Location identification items
◇ ◇ ◇ ◇

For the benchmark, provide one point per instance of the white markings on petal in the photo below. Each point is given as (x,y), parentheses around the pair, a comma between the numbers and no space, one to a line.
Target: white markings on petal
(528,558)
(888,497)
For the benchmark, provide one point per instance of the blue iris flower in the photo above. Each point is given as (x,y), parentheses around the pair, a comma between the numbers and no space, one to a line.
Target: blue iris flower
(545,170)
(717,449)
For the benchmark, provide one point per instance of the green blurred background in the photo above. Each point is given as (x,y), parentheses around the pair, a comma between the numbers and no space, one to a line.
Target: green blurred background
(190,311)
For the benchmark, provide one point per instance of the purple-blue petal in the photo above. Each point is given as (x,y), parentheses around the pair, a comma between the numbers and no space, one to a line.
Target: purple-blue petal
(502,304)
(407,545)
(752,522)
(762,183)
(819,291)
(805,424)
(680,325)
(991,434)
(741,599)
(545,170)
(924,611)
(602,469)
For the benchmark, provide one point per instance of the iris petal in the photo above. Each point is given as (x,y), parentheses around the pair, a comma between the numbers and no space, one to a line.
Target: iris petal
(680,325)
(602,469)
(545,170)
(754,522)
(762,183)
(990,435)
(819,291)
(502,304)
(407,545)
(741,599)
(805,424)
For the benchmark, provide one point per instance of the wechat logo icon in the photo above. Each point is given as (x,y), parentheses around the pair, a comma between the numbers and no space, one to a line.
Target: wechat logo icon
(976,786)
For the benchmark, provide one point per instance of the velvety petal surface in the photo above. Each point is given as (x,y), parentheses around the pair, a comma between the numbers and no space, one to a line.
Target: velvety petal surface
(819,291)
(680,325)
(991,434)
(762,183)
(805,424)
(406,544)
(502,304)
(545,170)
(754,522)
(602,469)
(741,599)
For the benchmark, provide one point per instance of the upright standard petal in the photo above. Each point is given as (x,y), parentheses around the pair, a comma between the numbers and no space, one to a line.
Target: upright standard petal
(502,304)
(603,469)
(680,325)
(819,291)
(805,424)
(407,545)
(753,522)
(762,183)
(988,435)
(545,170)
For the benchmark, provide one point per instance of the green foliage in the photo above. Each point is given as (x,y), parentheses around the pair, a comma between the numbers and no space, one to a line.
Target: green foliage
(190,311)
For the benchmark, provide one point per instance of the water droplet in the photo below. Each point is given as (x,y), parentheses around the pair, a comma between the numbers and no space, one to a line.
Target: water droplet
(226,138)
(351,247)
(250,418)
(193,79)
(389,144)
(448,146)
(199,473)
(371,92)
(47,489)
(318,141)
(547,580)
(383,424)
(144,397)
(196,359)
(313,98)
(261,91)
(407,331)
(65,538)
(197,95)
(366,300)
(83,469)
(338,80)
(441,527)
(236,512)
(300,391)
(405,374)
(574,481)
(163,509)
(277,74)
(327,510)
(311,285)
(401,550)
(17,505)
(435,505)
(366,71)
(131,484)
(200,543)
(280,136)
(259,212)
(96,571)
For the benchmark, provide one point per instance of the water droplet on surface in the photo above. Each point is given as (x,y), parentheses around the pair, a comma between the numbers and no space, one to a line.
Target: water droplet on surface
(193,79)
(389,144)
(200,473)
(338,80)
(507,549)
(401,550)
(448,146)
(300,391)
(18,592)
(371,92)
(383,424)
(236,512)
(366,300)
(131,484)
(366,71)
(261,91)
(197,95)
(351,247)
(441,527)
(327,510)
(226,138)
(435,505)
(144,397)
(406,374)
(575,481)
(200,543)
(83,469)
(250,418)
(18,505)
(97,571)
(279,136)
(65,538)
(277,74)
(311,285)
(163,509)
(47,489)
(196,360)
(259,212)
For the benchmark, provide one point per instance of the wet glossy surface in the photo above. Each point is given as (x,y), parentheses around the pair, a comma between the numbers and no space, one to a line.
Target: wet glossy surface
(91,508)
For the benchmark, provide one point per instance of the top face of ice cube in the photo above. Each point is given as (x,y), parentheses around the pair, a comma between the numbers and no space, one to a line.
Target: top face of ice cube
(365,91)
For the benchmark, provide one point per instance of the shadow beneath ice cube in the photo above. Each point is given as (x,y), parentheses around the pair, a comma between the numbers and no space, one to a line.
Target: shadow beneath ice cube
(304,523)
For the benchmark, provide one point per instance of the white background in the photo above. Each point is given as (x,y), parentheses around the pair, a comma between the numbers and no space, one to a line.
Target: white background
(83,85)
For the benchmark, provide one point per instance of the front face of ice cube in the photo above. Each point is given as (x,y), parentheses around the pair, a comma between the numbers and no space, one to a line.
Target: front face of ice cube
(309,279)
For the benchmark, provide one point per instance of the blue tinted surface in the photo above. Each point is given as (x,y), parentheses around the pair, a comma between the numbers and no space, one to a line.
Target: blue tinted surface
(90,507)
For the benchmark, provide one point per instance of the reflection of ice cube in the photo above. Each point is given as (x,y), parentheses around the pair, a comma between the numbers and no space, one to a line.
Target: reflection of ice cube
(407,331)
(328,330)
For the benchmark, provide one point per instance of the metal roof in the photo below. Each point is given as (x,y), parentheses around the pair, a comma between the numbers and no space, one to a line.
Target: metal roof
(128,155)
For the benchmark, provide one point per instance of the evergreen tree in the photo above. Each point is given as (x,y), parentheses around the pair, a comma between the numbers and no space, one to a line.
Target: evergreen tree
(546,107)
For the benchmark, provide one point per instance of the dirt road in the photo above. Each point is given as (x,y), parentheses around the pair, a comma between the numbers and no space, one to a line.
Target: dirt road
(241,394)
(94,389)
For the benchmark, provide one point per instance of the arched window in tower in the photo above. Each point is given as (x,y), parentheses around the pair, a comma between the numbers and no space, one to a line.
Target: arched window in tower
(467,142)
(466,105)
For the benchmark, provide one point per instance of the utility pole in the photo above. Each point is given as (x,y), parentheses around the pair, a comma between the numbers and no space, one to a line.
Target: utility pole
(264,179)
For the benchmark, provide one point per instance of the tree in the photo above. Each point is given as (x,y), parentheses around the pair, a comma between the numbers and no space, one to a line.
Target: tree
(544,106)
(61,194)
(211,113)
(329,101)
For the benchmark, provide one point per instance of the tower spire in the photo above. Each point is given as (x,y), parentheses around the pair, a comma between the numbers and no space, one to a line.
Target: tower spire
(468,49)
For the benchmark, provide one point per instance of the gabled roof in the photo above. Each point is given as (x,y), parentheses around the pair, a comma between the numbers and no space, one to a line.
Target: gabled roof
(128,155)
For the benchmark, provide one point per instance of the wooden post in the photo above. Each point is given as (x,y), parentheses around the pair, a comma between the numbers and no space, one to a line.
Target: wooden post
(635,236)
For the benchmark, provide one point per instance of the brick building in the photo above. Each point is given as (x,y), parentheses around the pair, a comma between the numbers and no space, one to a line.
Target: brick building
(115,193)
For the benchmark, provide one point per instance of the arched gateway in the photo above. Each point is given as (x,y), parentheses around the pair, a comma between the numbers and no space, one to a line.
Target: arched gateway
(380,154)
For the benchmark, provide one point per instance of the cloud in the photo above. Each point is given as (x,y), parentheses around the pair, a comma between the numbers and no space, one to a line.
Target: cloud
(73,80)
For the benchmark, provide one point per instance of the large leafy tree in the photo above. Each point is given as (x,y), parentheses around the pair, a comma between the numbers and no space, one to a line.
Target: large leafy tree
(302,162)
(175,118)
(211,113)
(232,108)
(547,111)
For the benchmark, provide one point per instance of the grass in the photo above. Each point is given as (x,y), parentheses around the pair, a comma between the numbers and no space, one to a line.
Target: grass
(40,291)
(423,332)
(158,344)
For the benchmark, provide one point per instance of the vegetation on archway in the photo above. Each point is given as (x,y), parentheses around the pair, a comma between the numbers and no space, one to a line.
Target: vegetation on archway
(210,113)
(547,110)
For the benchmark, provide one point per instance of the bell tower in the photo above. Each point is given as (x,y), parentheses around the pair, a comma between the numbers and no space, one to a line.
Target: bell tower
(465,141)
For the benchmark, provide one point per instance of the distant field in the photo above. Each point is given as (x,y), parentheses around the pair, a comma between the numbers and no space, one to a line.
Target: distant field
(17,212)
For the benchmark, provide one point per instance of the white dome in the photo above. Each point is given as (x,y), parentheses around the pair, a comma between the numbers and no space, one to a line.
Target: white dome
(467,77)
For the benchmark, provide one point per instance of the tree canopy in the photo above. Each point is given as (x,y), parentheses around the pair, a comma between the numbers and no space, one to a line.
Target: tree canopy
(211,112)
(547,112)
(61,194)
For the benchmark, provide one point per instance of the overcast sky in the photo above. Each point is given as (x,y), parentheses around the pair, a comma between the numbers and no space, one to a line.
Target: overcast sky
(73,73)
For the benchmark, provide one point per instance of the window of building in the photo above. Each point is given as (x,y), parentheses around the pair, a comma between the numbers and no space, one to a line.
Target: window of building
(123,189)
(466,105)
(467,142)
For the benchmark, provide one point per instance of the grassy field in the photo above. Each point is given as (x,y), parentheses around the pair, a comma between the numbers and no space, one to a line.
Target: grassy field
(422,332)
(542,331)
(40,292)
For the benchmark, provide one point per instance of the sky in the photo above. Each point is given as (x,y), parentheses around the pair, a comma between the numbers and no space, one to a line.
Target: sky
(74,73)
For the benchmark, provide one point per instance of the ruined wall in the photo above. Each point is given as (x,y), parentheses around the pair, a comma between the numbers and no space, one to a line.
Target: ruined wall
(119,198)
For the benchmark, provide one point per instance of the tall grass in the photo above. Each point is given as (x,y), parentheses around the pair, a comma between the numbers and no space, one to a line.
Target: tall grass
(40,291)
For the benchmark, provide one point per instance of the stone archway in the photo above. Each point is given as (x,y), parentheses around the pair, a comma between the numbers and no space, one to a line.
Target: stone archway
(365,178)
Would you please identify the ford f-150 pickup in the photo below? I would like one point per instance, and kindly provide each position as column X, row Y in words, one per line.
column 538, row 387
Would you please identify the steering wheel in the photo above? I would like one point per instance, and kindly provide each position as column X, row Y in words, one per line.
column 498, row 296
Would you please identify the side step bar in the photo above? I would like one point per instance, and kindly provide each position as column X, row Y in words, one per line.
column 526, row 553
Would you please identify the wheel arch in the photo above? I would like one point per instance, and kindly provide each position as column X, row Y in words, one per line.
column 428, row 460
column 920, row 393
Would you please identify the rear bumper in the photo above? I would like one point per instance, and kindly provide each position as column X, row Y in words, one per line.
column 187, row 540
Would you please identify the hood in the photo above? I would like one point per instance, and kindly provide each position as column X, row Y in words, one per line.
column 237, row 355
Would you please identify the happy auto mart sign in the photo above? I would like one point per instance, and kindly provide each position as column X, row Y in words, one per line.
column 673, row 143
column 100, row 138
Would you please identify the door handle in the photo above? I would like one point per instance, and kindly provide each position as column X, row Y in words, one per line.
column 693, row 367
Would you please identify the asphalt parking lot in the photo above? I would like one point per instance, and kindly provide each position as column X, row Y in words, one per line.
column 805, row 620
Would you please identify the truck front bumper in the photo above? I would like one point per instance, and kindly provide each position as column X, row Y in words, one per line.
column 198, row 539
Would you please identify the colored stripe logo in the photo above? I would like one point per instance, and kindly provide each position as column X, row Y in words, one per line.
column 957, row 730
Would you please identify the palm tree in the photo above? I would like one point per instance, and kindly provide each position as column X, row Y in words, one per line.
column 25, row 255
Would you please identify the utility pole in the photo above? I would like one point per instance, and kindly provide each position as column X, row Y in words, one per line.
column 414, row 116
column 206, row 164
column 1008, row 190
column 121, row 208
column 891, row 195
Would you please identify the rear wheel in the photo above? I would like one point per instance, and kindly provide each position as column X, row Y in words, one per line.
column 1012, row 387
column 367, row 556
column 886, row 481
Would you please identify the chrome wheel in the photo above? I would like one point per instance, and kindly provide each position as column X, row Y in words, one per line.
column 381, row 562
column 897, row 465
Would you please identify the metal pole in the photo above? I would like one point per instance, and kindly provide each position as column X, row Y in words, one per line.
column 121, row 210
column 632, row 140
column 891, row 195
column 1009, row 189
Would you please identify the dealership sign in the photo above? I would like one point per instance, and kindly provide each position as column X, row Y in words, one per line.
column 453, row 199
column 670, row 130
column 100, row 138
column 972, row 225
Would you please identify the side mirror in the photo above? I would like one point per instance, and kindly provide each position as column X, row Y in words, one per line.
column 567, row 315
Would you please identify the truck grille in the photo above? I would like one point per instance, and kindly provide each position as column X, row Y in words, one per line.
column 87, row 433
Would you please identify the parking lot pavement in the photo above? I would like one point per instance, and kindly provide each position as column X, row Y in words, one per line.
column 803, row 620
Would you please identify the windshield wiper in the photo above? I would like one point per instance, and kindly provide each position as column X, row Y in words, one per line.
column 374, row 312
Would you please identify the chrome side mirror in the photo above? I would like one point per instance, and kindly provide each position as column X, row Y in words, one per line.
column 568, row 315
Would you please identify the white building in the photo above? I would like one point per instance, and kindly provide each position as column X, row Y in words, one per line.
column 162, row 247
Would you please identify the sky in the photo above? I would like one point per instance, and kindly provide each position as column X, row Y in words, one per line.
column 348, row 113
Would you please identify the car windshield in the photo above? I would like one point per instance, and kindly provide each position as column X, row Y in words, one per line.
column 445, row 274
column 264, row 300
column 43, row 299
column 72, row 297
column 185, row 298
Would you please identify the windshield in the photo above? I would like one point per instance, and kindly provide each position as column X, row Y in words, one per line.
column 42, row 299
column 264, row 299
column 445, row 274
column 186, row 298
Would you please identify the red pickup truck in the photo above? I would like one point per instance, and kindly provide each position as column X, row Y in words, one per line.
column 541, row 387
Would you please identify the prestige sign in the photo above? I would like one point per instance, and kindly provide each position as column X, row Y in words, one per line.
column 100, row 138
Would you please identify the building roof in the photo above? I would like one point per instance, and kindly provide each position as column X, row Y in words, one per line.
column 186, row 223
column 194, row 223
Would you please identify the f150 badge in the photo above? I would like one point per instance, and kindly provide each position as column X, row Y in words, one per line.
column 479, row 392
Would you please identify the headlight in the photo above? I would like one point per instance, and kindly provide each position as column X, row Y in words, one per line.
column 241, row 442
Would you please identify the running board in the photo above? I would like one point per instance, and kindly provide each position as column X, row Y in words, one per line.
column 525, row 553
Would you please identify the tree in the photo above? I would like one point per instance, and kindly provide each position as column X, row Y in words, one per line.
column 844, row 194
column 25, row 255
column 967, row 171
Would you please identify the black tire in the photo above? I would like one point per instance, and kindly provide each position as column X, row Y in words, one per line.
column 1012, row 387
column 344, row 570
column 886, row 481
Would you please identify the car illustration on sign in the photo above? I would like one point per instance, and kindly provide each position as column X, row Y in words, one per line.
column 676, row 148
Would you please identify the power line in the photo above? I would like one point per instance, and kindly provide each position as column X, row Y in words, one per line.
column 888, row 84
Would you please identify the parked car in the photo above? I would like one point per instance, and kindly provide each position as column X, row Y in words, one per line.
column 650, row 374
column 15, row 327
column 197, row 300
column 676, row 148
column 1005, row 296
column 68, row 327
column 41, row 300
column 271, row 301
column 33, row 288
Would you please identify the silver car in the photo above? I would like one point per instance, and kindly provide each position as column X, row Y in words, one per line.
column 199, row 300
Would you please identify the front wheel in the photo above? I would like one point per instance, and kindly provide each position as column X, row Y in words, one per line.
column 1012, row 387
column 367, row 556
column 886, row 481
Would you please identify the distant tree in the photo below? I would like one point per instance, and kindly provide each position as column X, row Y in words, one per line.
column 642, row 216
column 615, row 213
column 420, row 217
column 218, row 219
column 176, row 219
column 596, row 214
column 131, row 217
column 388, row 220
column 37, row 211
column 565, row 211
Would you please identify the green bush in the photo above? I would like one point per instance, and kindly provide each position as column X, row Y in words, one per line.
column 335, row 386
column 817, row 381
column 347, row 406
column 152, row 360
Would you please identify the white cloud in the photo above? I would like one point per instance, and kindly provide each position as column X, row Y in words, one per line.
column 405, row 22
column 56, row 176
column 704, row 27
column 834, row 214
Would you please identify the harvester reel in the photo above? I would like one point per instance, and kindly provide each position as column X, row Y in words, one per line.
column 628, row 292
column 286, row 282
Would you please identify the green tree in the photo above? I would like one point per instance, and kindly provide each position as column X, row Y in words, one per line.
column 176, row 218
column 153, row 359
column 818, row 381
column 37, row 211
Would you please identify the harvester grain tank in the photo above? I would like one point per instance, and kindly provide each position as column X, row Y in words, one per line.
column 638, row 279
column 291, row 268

◇ ◇ ◇ ◇

▶ **DIRECTIVE**
Express everything from the line containing "Would you please identify the prestige" down to the line containing "column 33, row 288", both ends included, as a JSON list of strings with one string per line, leaving out any blank lines.

▶ **COMPLETED EXERCISE**
[
  "Would you please identify the prestige sign in the photo above? I would like one point per instance, and kindly provide each position as column X, row Y in words, one per line.",
  "column 100, row 138",
  "Would you please identify the building roof in the photo above? I would like one point per instance, and kindly provide each position as column X, row Y in words, one per line.",
  "column 186, row 223",
  "column 194, row 223",
  "Would you please identify the f150 badge in the photo above? I would like one point per instance, and kindly provide each position as column X, row Y in words, one per line.",
  "column 479, row 392",
  "Would you please identify the headlight in the photo above? I would like one point per instance, and kindly provide each position as column X, row Y in words, one per line.",
  "column 241, row 442",
  "Would you please identify the running board in the photo above? I would like one point per instance, and kindly provide each position as column X, row Y in words, one per line.",
  "column 525, row 553",
  "Would you please identify the tree in the photo above? I would like one point per instance, and kindly provide each position as column X, row Y in words, one per line.",
  "column 844, row 194",
  "column 25, row 255",
  "column 967, row 171",
  "Would you please identify the black tire in the photo above? I would like one point per instance, and kindly provide each position as column X, row Y in words, one per line.",
  "column 1012, row 387",
  "column 344, row 570",
  "column 886, row 481",
  "Would you please identify the car illustration on sign in the photo above? I would like one point per instance, and kindly provide each position as column X, row Y in words, one per line.",
  "column 676, row 148",
  "Would you please identify the power line in the photo above? I would like one point per instance, and kindly provide each position as column X, row Y in words, one per line.",
  "column 888, row 84",
  "Would you please identify the parked car in the photo above? I would like one point per instance, and kindly provide each position as column X, row Y in words, one per line.",
  "column 650, row 374",
  "column 15, row 327",
  "column 197, row 300",
  "column 676, row 148",
  "column 1005, row 296",
  "column 68, row 327",
  "column 41, row 300",
  "column 271, row 301",
  "column 33, row 288"
]